»»

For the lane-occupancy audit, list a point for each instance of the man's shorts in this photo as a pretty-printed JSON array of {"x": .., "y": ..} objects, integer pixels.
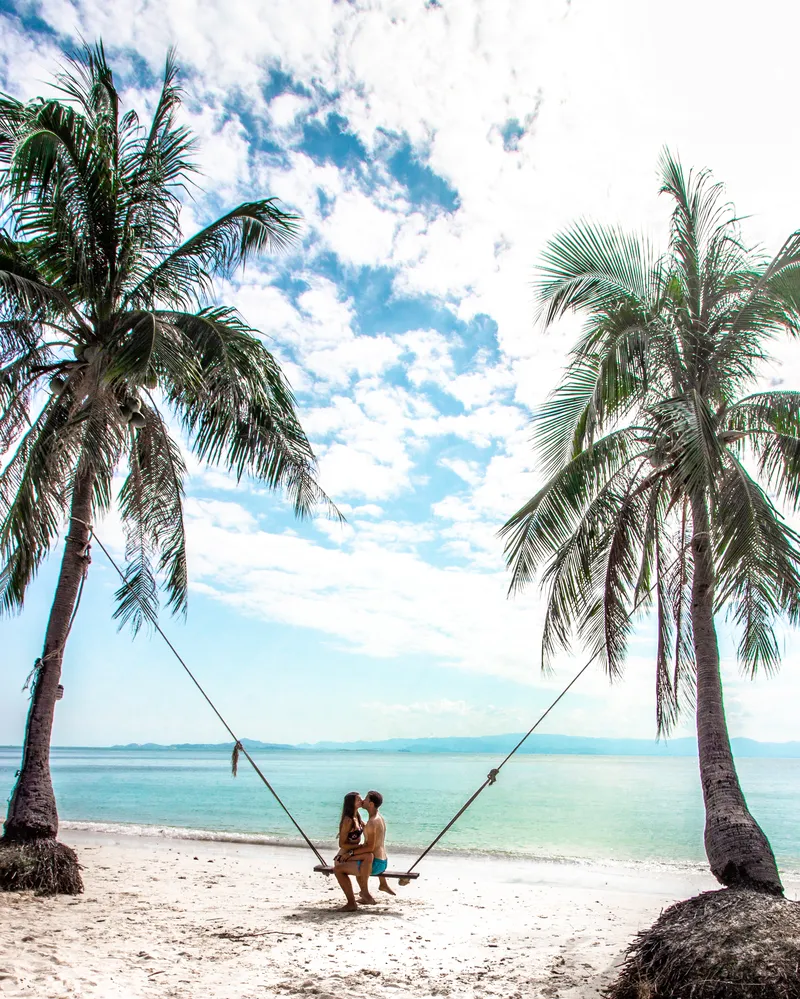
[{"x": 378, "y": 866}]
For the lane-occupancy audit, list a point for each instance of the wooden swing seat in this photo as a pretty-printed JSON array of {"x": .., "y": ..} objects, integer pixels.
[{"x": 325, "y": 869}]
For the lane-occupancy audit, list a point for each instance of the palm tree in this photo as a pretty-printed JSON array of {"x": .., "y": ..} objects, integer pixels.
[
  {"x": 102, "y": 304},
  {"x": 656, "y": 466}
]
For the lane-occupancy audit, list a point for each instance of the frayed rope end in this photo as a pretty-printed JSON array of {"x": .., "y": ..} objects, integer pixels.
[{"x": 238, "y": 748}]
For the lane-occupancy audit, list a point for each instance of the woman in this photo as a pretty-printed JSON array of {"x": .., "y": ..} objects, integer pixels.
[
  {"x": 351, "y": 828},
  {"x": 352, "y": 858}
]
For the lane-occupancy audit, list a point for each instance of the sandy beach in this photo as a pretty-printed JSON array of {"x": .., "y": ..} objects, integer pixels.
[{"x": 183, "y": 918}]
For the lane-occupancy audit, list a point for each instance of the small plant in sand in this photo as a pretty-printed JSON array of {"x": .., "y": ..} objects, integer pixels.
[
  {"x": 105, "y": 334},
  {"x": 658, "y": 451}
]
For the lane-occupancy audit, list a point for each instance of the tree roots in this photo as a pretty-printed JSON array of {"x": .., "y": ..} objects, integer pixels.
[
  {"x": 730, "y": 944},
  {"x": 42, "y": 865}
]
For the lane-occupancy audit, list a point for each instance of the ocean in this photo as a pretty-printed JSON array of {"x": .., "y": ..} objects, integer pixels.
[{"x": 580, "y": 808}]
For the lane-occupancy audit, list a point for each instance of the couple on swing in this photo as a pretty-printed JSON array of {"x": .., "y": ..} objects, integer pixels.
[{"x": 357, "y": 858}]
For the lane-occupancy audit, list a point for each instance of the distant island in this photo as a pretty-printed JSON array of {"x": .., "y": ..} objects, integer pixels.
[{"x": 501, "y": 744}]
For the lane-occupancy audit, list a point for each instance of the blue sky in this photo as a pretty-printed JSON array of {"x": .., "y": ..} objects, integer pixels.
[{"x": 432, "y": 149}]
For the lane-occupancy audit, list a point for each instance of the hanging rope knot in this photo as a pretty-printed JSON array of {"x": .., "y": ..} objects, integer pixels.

««

● Try it
Above are the records; copy them exactly without the pictures.

● Answer box
For the lane-occupancy audit, list a point for each instance of the man's shorts in this photo as a pretty-printed JSON array of {"x": .., "y": ..} objects, integer pixels.
[{"x": 378, "y": 866}]
For the lane-occupancy audit, list a point for each instance of the wooden swing seat in this photo as a pretty-printed JSON array of {"x": .., "y": ..} objects, integer pixels.
[{"x": 325, "y": 869}]
For the lane-occupancy audit, list a point for each instance of the palm tree in this photo as a pretty-printed JSON array of {"x": .., "y": ..} objects, integer pixels.
[
  {"x": 102, "y": 304},
  {"x": 656, "y": 466}
]
For the lane-occupancy audit, list a point for each instance of the frayed rope end in this photo as a pretty-printed JSON array of {"x": .., "y": ..} objects, integer pixels.
[{"x": 238, "y": 748}]
For the lane-occupancy audit, list a point for each instance of the woman in this photo as a pretty-printed JSON array of {"x": .., "y": ..} objects, integer pixels.
[
  {"x": 351, "y": 828},
  {"x": 352, "y": 858}
]
For the lane-occupancy audit, list a point for each instance of the sandy beach in this photo as a pretty-printed JSON array of {"x": .., "y": ..} objects, integer pixels.
[{"x": 183, "y": 918}]
For the lane-occupancy audit, list a point for each instance of the small plant in sand in this photo as a pretty-printed JSON array of {"x": .., "y": ..} objects, integer pixels.
[
  {"x": 105, "y": 334},
  {"x": 658, "y": 451}
]
For the lane-occupancy audit, list a point for each instance of the tree roots in this photo as a pretty-printed JSON array of {"x": .., "y": ..} objects, integer pixels.
[
  {"x": 730, "y": 944},
  {"x": 42, "y": 865}
]
For the lane-occupancy audit, list a point for each instance of the ocean in this photo as a pretty-printed JSON array of {"x": .., "y": ..} objects, integer pixels.
[{"x": 580, "y": 808}]
For the lane-occupancy audit, list a point for each instance of the couple on swing in this photo as a pretty-printed JSON array of {"x": .., "y": ..} objects, integer pixels.
[{"x": 357, "y": 858}]
For the lane-occupancy audit, list a point for each instance of the distant island in this photo as a pretty-printed JSON array of {"x": .., "y": ..} objects, integer pixels.
[{"x": 501, "y": 744}]
For the lane-occupancy audit, list a point for each instance of the blue sky in this photo as a pretty-printed JSON array of {"x": .., "y": ..} objects, integer pixels.
[{"x": 432, "y": 149}]
For the lane-occupancy audit, list a point for each instance of the hanging rope knot in this photo as a pretty-printed JSON array of {"x": .., "y": ..} objects, integer pixels.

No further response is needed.